[START Extracted entries]

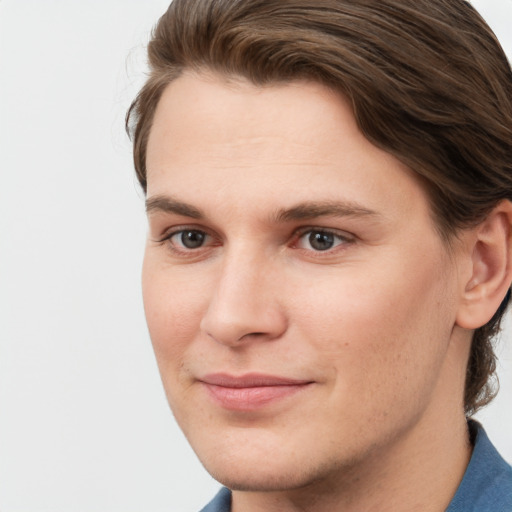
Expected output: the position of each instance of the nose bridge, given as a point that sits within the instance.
(244, 303)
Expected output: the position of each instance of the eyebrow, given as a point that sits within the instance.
(302, 211)
(169, 205)
(311, 210)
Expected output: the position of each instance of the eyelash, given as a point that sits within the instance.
(342, 238)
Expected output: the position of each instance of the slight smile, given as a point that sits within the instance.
(251, 391)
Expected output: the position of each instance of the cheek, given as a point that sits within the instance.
(382, 328)
(174, 307)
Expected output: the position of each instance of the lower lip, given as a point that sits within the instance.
(251, 398)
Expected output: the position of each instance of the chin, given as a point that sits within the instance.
(260, 477)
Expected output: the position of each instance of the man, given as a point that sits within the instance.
(329, 191)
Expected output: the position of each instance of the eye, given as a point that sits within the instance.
(188, 239)
(320, 240)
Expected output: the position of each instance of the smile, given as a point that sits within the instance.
(250, 392)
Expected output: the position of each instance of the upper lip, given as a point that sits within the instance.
(250, 380)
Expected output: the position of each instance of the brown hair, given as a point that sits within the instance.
(427, 79)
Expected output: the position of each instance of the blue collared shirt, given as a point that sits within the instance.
(486, 486)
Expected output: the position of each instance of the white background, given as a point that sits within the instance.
(84, 425)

[END Extracted entries]

#### [Requirement]
Without the pictures, return the entries exactly as they appear.

#### [Task solution]
Expected output: the position of each instance of the nose bridge, given as a point that sits within the instance.
(244, 303)
Expected output: the position of each instance of the eyebrow, given as a point that sits within the instance.
(302, 211)
(169, 205)
(311, 210)
Expected output: the position of each instance of the eyelash, given as a point that sits within the instance.
(342, 238)
Expected output: the position of each instance of the slight smile, given as a point that sits within the instance.
(251, 391)
Expected output: the position of each instance of the cheek, given as a point that sits within the instance.
(382, 328)
(174, 307)
Expected output: the position of each instance of the lower lip, given as a point that sits within the instance.
(251, 398)
Expected output: the position of each instance of the chin, given as a point that sits within the instance.
(260, 477)
Expected output: the position of each instance of the man, given as a point that sits within the instance.
(329, 191)
Expected output: the position of each instance of the eye, given as a point that sits within the instance.
(188, 239)
(320, 240)
Expected output: the position of each instance of the smile, given as a point that sits within the instance.
(250, 392)
Expected output: the position of each instance of the upper lip, given as a point that sits within the instance.
(250, 380)
Expected output: the position of each instance of the brown hair, given as a point that sits within the instance.
(427, 79)
Expected output: the position of each instance of the blue collared shirt, given as a point that sits within the instance.
(486, 486)
Expected output: the position of each instance of the white background, given as a point that sits within the instance.
(84, 425)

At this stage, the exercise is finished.